Activities:
(a) Summarize the passage on the Broomfield Library fine policy in two sentences.
(b) Print the portion of the passage on the Broomfield Library fine policy between "In 2018, the" and "in January 2019.", inclusive.

Text section:

In 2018, the Broomfield City Council voted in support of director of Library Services and Cultural Affairs Abby Yellman's recommendation to eliminate fines throughout the Broomfield Library system. In her research with other library staff, Yellman found that libraries that had already gone fine free, including Arapahoe Libraries and Anythink Libraries, had seen an increase in returned materials, an increase in circulation, or both. Meanwhile, Broomfield data indicated that lower income families, including many with children, were disproportionately impacted by the library's fine policy, which suspended a user's account when their fines reached $10. The change to a fully fine-free library took place in January 2019.

Dataset excerpts:
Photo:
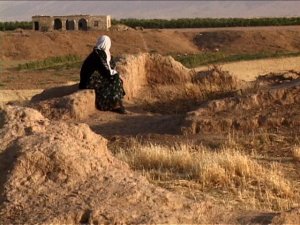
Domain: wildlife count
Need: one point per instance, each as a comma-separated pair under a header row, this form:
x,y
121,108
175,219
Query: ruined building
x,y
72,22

Problem solutions:
(a) In 2018, the Broomfield City Council backed Abby Yellman's recommendation to eliminate library fines, after her research found that fine-free libraries had seen more returned materials, higher circulation, or both. Broomfield data also showed that the fine policy disproportionately affected lower income families, and the library became fully fine free in January 2019.

(b)
In 2018, the Broomfield City Council voted in support of director of Library Services and Cultural Affairs Abby Yellman's recommendation to eliminate fines throughout the Broomfield Library system. In her research with other library staff, Yellman found that libraries that had already gone fine free, including Arapahoe Libraries and Anythink Libraries, had seen an increase in returned materials, an increase in circulation, or both. Meanwhile, Broomfield data indicated that lower income families, including many with children, were disproportionately impacted by the library's fine policy, which suspended a user's account when their fines reached $10. The change to a fully fine-free library took place in January 2019.